(164c) Model-Based Filtering of Large-Scale Datasets - a Biorefinery Application

Prunescu, R. M., Technical University of Denmark
Sin, G., Technical University of Denmark
Blanke, M., Technical University of Denmark
Jakobsen, J. G., DONG Energy

Numerous sensors monitor large scale plants and generate an enormous amount of data that are most often overlooked. This paper presents a methodology for processing raw data in real-time in order to obtain more useful process parameters. The method relies on building an inferential sensor based on a dynamic model of the system, and is applied on a demonstration scale biorefinery. The study includes results from processing real-time industrial data.

In second generation biorefinery employing biochemical concepts, sugars are extracted from lignocellulosic agricultural wastes, which are then fermented in order to produce bioethanol. The biorefinery process consists of biomass pretreatment, fibers liquefaction or enzymatic hydrolysis, fermentation and separation steps [1]. In 2013 the first commercial size biorefinery started to produce 2nd generation bioethanol [2] and several more sites are under construction nowadays, soon to be commissioned.

Most biorefineries are monitored by trivial sensors, such as temperature, pressure, level, pH and flow measurements. The number of sensors in a typical commercial size plant can amount to several hundreds. It is impossible for process operators to monitor in real-time and make sense out of so many measurements. The operators normally extract historical values and post process them to calculate key parameters retrospectively, such as dry matter content in tanks, or mass and energy balances in different sections of the plant. In this way, sensors are fused together to produce fewer and better process indicators that help verify if the plant operates at desired optimal conditions or if the plant deviates from normal conditions, e.g. due to faults. Very often the raw historical data are filtered by trivial first or second order filters, and also downsampled in order to speed up calculations. Most filter parameters are found by cut and try design methods that eliminate noise.

A more advanced technique of filtering and sensor fusing can be accomplished using a dynamic model of the plant and design observer-like feedback loops in order to accommodate real measurements into the model. An overview of such filter designs can be seen in [3]. All these computations can be automatically performed fast enough in real-time nowadays, making real-time optimization and real-time fault detection possible. More than that, the dynamic model offers information that is not measured in reality, either because mounting specialized sensors in some points of the process can turn to be very expensive or because extracting samples from some reactors is nearly impossible, e.g. in steam pretreatment, the pressurized thermal reactor cannot be opened to extract samples and determine biomass composition.

INFORMATION SUPPLIED.
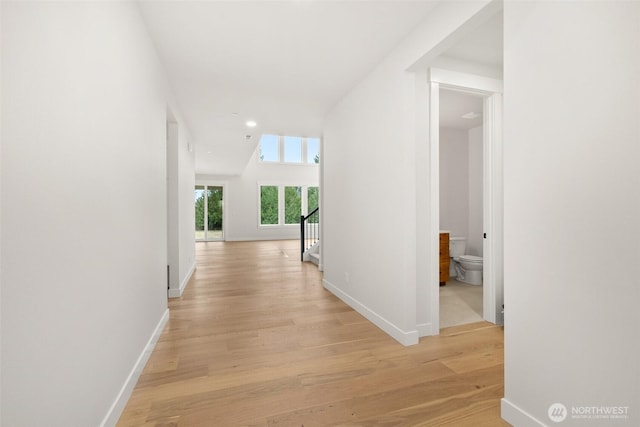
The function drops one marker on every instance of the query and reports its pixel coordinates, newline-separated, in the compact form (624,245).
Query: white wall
(187,223)
(571,209)
(372,183)
(84,244)
(475,163)
(454,181)
(241,197)
(181,221)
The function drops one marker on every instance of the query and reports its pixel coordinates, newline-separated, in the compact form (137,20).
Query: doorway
(491,92)
(209,213)
(461,200)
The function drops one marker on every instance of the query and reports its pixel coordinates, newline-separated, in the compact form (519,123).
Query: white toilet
(468,268)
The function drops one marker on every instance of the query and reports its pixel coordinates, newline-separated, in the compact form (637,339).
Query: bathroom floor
(460,303)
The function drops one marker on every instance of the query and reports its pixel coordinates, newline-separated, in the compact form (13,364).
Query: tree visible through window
(269,205)
(292,204)
(208,212)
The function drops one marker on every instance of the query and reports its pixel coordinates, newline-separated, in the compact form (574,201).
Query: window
(292,149)
(283,205)
(209,212)
(292,205)
(312,198)
(289,149)
(269,205)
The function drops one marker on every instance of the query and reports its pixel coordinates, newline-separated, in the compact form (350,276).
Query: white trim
(492,209)
(516,416)
(405,338)
(426,329)
(114,412)
(470,82)
(264,238)
(223,185)
(434,194)
(177,293)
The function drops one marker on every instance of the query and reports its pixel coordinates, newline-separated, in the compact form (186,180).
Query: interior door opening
(461,207)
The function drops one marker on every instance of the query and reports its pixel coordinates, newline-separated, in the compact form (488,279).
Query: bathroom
(461,198)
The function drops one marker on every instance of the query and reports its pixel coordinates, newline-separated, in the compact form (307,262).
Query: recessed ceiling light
(471,115)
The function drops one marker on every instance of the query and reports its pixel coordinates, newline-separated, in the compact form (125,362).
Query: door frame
(223,185)
(491,90)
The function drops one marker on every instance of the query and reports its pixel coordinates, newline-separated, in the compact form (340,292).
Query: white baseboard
(426,330)
(111,419)
(177,293)
(403,337)
(516,416)
(261,238)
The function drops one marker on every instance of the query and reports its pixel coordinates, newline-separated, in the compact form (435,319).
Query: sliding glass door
(209,203)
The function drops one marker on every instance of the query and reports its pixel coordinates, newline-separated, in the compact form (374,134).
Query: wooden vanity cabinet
(444,258)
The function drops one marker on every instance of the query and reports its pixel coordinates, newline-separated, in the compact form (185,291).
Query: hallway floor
(257,341)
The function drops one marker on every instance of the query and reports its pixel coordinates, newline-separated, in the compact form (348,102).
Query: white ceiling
(282,63)
(453,105)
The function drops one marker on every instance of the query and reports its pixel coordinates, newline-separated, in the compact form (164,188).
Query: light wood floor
(257,341)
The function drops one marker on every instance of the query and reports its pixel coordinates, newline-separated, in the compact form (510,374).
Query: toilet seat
(471,259)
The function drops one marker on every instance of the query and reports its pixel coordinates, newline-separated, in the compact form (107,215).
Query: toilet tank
(457,246)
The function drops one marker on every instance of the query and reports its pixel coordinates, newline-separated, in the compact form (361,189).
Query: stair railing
(309,231)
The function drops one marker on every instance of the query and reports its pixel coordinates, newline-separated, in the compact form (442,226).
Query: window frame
(304,203)
(304,150)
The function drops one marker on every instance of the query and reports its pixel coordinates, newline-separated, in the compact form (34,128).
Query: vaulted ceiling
(282,64)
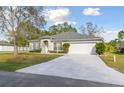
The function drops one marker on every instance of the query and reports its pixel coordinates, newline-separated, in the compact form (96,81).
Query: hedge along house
(79,44)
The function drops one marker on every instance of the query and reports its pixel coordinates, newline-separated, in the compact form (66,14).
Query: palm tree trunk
(15,46)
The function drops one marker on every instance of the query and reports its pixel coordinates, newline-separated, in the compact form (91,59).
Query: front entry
(45,47)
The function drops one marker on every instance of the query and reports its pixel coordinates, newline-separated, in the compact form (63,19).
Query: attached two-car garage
(82,48)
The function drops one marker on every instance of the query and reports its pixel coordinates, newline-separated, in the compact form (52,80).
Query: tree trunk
(15,46)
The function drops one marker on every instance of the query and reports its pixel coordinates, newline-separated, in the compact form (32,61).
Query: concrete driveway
(83,67)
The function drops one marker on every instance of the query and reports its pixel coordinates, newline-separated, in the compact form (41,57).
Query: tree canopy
(65,27)
(12,16)
(91,29)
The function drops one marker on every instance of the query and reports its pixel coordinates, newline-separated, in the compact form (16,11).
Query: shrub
(66,47)
(100,48)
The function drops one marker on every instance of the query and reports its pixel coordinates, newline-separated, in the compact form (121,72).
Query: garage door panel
(85,48)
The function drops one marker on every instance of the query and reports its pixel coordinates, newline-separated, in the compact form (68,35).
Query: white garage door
(84,48)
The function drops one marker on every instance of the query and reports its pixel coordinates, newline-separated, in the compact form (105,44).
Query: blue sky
(109,17)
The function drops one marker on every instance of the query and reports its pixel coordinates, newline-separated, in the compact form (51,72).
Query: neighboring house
(79,44)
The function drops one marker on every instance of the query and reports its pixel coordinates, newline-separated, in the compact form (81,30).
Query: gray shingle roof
(5,43)
(69,36)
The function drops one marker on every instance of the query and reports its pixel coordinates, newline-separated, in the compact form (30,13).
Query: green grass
(118,65)
(8,62)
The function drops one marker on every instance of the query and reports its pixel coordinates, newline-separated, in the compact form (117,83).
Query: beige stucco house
(79,44)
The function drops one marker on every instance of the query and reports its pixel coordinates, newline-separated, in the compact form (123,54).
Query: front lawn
(10,63)
(118,65)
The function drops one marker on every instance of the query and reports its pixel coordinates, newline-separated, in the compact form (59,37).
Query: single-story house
(7,47)
(79,44)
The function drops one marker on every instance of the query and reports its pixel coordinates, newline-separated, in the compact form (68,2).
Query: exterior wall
(6,48)
(34,45)
(11,48)
(50,44)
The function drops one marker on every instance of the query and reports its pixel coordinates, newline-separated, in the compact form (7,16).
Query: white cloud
(109,35)
(58,16)
(92,11)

PARTS OF THE EXERCISE.
(1) In the biorefinery abstract, rewrite the paragraph beginning "Most biorefineries are monitored by trivial sensors" as a short bulleted list that keeps its main facts.
(2) Reproduce word for word the part of the biorefinery abstract from "Numerous sensors monitor" up to and including "real-time industrial data.".

RESPONSES TO THE EXERCISE.
(1)
- Biorefineries are mostly monitored by simple sensors (temperature, pressure, level, pH, flow), and a commercial-size plant may have several hundred.
- Operators can't track and interpret that many measurements in real time.
- Instead, they pull historical values and calculate key parameters afterward, such as tank dry matter content or mass and energy balances.
- Combining sensors this way yields fewer, better indicators that show whether the plant runs at desired optimal conditions or deviates from normal, e.g. due to faults.
- The raw historical data are often filtered with simple first- or second-order filters and downsampled to speed up calculations.
- Most filter parameters are chosen by cut-and-try methods that eliminate noise.

(2)
Numerous sensors monitor large scale plants and generate an enormous amount of data that are most often overlooked. This paper presents a methodology for processing raw data in real-time in order to obtain more useful process parameters. The method relies on building an inferential sensor based on a dynamic model of the system, and is applied on a demonstration scale biorefinery. The study includes results from processing real-time industrial data.